PROBLEMS TO WORK ON.
**1)** In the passage on sealed classes, which form lets you selectively seal subsets or branches of a protocol?
**2)** Reproduce word for word the part of the passage on sealed classes starting with "Sealed domains#" and going on through "there is hope.".
**3)** Render into Spanish this sentence from the passage on sealed classes: "This simple exigency might make it seem that there is no hope of optimizing such a protocol — however, there is hope."

DOCUMENT TEXT.
Note that, although you cannot directly subclass a sealed class from another library, you can subclass a sealed class in the library that defines the sealed class. It may not be obvious, but a corollary of this rule of sealing is that you can define an open subclass of a sealed class in the library that defines the sealed class. Using a sealed class with an open subclass is one simple way to get both flexibility and efficiency — the classes in the sealed branch will be optimized by the compiler, while the open subclass can be exported for other libraries to build on and extend.
Sealed domains#
When you define a protocol that is meant to be extended by many
libraries, both the base classes and the generic functions that make up
the protocol must be open. This simple exigency might make it seem that
there is no hope of optimizing such a protocol — however, there is hope.
You use the define sealed domain
form to seal selectively subsets or
branches of the protocol, permitting the compiler to make all the
optimizations that would be possible if the classes and generic
functions were sealed, but only for the particular subset or branch in
question.

INFORMATION SHOWN.
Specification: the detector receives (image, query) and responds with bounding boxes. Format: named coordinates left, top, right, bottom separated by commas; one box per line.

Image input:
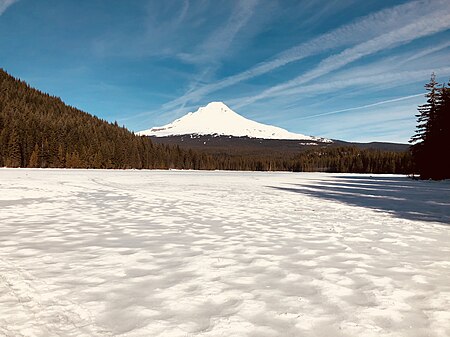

TASK-BY-TASK RESULTS.
**1)** The define sealed domain form.

**2)**
Sealed domains#
When you define a protocol that is meant to be extended by many
libraries, both the base classes and the generic functions that make up
the protocol must be open. This simple exigency might make it seem that
there is no hope of optimizing such a protocol — however, there is hope.

**3)** Esta sencilla exigencia podría hacer parecer que no hay esperanza de optimizar un protocolo de ese tipo; sin embargo, hay esperanza.